What the task requires: Although the data holds pictures, return only the lines from the one containing "column 94, row 229" to the end, exactly, and without them.

Records from a data collection:
╭──

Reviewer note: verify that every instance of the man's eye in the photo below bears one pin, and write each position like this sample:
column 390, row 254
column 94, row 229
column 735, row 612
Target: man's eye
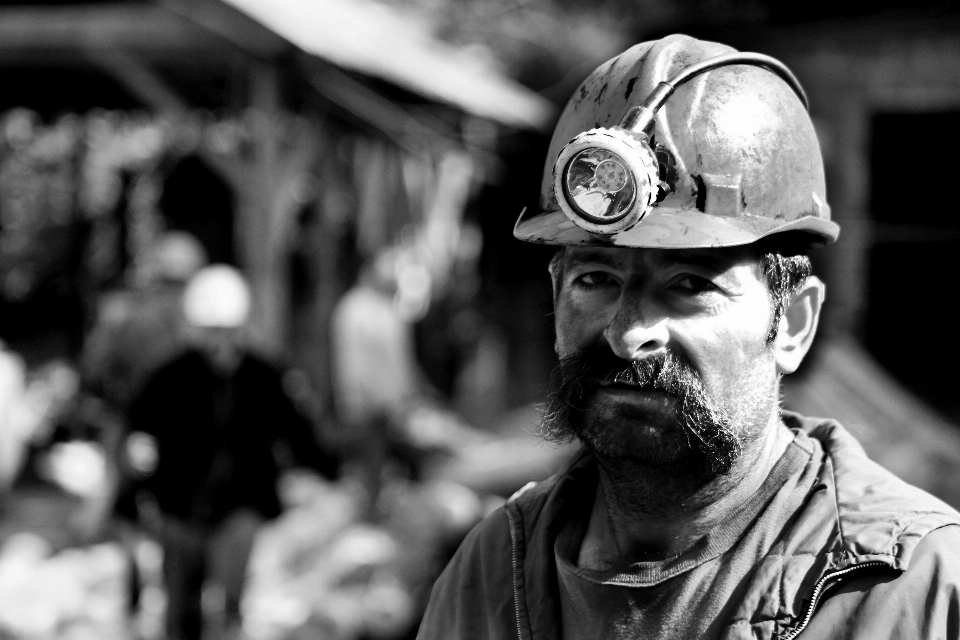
column 695, row 284
column 594, row 279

╰──

Response to this exercise:
column 94, row 229
column 735, row 612
Target: man's eye
column 695, row 284
column 594, row 279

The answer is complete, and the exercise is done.